== EXERCISE PASSAGE

In October 1809, Wellington, drawing on topographical maps prepared by José Maria das Neves Costa, and making use of a report that was prepared for General Junot in 1807, surveyed the area north of Lisbon with Lieutenant-Colonel Richard Fletcher. Eventually they chose the terrain from Torres Vedras to Lisbon because of its mountainous characteristics. From north to south, great undulations created peaks that straddled deep valleys, great gullies and wide ravines. The rugged and inhospitable area offered numerous possibilities for a stubborn rearguard fight from forts on many of the peaks.

Following the decision on the location, Lieutenant-Colonel Richard Fletcher ordered the work to begin on a network of interlocking fortifications, redoubts, escarpments, dams that flooded large areas, and other defences. Roads were also built to enable troops to move rapidly between forts. The work was supervised by Fletcher, assisted by Major John Thomas Jones, and 11 other British Officers, four Portuguese Army Engineers, and two KGL officers. The cost was less than £200,000 according to the Royal Engineers, one of the least expensive but most productive military investments in history.

====
== INFORMATION PROVIDED

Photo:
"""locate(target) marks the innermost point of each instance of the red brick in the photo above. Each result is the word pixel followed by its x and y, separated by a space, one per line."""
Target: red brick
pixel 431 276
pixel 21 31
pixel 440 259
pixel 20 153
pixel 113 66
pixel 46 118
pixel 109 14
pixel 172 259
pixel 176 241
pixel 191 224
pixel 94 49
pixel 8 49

====

* _WHAT TO PRODUCE_
Can you retype the full passage on the Lines of Torres Vedras word for word?

* _ANSWER FOR THIS EXERCISE_
In October 1809, Wellington, drawing on topographical maps prepared by José Maria das Neves Costa, and making use of a report that was prepared for General Junot in 1807, surveyed the area north of Lisbon with Lieutenant-Colonel Richard Fletcher. Eventually they chose the terrain from Torres Vedras to Lisbon because of its mountainous characteristics. From north to south, great undulations created peaks that straddled deep valleys, great gullies and wide ravines. The rugged and inhospitable area offered numerous possibilities for a stubborn rearguard fight from forts on many of the peaks.

Following the decision on the location, Lieutenant-Colonel Richard Fletcher ordered the work to begin on a network of interlocking fortifications, redoubts, escarpments, dams that flooded large areas, and other defences. Roads were also built to enable troops to move rapidly between forts. The work was supervised by Fletcher, assisted by Major John Thomas Jones, and 11 other British Officers, four Portuguese Army Engineers, and two KGL officers. The cost was less than £200,000 according to the Royal Engineers, one of the least expensive but most productive military investments in history.